- [Aim] Output as a Markdown table with the columns Row and Entry, numbering each row, the lines starting at the one that contains "point: leafless tree" and running through the end of the records. Skip blank lines and leave the pictures out.

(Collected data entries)
::::

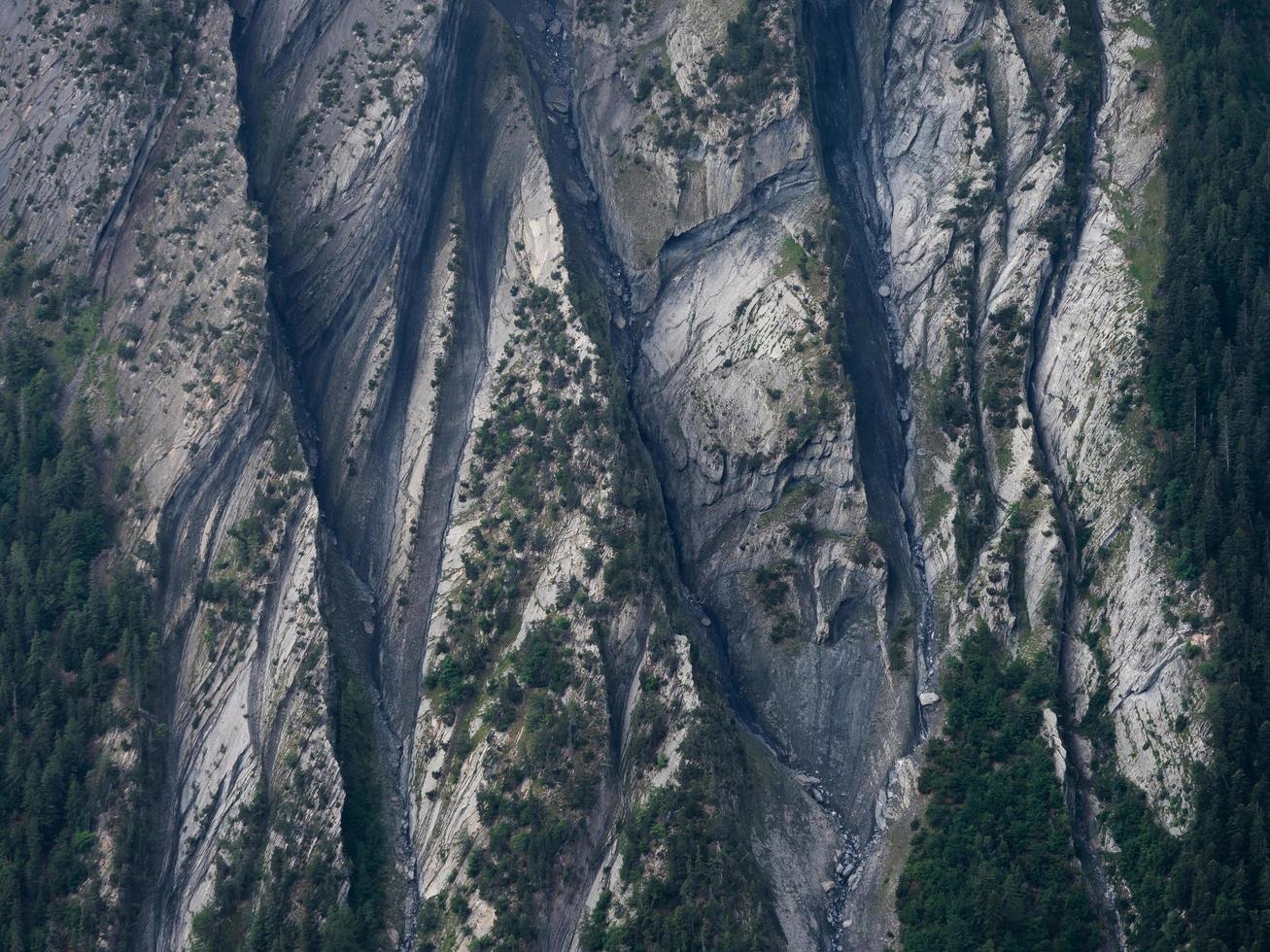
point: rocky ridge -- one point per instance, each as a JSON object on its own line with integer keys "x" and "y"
{"x": 503, "y": 364}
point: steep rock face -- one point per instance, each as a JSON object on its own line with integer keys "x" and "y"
{"x": 876, "y": 392}
{"x": 989, "y": 131}
{"x": 211, "y": 481}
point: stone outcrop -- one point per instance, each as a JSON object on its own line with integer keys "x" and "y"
{"x": 564, "y": 386}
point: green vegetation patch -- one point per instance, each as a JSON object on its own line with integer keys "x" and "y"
{"x": 992, "y": 865}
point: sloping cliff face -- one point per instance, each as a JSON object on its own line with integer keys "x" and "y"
{"x": 1006, "y": 182}
{"x": 547, "y": 425}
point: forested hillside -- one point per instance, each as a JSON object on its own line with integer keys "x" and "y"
{"x": 1208, "y": 388}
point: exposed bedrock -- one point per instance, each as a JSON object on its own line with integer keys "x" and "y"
{"x": 439, "y": 339}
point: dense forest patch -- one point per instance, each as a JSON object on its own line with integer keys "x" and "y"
{"x": 991, "y": 862}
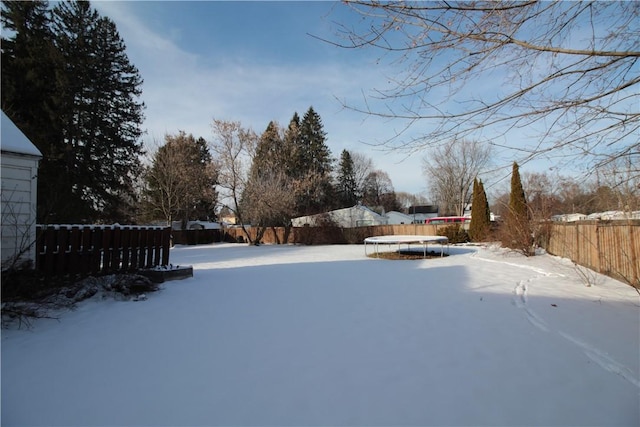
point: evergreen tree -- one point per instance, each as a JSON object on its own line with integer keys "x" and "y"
{"x": 268, "y": 198}
{"x": 180, "y": 183}
{"x": 311, "y": 160}
{"x": 480, "y": 214}
{"x": 517, "y": 233}
{"x": 69, "y": 86}
{"x": 315, "y": 154}
{"x": 99, "y": 110}
{"x": 346, "y": 187}
{"x": 30, "y": 64}
{"x": 293, "y": 147}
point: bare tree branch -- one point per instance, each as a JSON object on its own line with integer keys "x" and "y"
{"x": 564, "y": 71}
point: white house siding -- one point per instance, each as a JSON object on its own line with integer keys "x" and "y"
{"x": 19, "y": 169}
{"x": 394, "y": 217}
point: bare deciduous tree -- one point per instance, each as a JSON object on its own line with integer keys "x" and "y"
{"x": 234, "y": 147}
{"x": 362, "y": 167}
{"x": 564, "y": 71}
{"x": 379, "y": 192}
{"x": 450, "y": 171}
{"x": 180, "y": 183}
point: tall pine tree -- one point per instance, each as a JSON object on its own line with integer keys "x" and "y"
{"x": 68, "y": 84}
{"x": 346, "y": 186}
{"x": 100, "y": 111}
{"x": 311, "y": 160}
{"x": 517, "y": 233}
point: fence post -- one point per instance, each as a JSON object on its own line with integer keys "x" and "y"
{"x": 61, "y": 256}
{"x": 74, "y": 251}
{"x": 125, "y": 243}
{"x": 166, "y": 242}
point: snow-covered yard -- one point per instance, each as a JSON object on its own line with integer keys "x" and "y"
{"x": 322, "y": 335}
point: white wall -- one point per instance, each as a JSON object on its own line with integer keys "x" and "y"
{"x": 19, "y": 190}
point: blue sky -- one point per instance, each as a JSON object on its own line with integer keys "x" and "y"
{"x": 255, "y": 62}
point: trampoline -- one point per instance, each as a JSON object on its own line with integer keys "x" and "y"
{"x": 406, "y": 240}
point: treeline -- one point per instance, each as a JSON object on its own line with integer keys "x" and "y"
{"x": 260, "y": 179}
{"x": 68, "y": 84}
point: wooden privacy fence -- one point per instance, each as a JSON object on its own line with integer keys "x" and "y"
{"x": 328, "y": 234}
{"x": 94, "y": 249}
{"x": 608, "y": 247}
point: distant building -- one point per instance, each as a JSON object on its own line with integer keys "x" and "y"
{"x": 614, "y": 215}
{"x": 355, "y": 216}
{"x": 421, "y": 212}
{"x": 395, "y": 217}
{"x": 19, "y": 170}
{"x": 569, "y": 217}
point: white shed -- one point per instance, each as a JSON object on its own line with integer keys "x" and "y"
{"x": 395, "y": 217}
{"x": 19, "y": 162}
{"x": 356, "y": 216}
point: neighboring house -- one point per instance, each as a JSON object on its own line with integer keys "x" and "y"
{"x": 419, "y": 213}
{"x": 19, "y": 162}
{"x": 395, "y": 217}
{"x": 355, "y": 216}
{"x": 569, "y": 217}
{"x": 196, "y": 225}
{"x": 614, "y": 215}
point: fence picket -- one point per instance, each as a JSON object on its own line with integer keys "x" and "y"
{"x": 64, "y": 250}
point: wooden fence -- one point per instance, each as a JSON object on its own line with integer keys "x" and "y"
{"x": 608, "y": 247}
{"x": 84, "y": 250}
{"x": 328, "y": 234}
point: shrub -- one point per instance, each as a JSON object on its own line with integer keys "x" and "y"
{"x": 455, "y": 233}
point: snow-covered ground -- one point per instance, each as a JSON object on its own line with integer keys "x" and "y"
{"x": 322, "y": 335}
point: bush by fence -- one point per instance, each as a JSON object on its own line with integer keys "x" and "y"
{"x": 195, "y": 237}
{"x": 83, "y": 250}
{"x": 608, "y": 247}
{"x": 329, "y": 234}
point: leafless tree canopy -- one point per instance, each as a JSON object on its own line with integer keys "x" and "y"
{"x": 450, "y": 171}
{"x": 564, "y": 72}
{"x": 234, "y": 148}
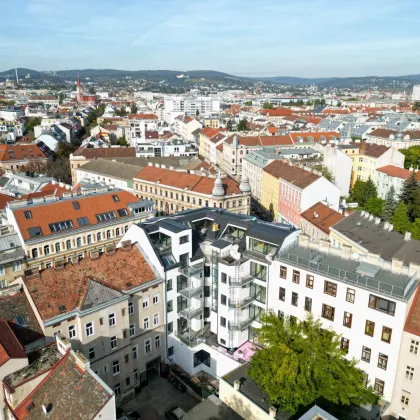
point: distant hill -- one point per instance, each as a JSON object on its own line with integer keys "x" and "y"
{"x": 214, "y": 76}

::::

- [Output of the exercise]
| Row | Entry |
|---|---|
| 1 | point: leafless tree canopy -- one point per instance, each as a JSON object on its own line with integer keys "x" and "y" |
| 2 | {"x": 450, "y": 171} |
| 3 | {"x": 564, "y": 72} |
| 4 | {"x": 234, "y": 148} |
| 5 | point: distant hill -- one point per instance, each as a JSON object on its own line with integer keys "x" and "y" |
| 6 | {"x": 214, "y": 76} |